## WRITTEN PROBLEM
Copy out every line of the items below that contains the string "xmax", matching case exactly.

## DATASET ENTRIES
============

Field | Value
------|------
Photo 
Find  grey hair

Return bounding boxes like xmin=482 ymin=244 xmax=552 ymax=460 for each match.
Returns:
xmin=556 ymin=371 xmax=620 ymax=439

============

## FINISHED TASK
Return bounding boxes like xmin=482 ymin=244 xmax=552 ymax=460 for each match.
xmin=556 ymin=371 xmax=620 ymax=439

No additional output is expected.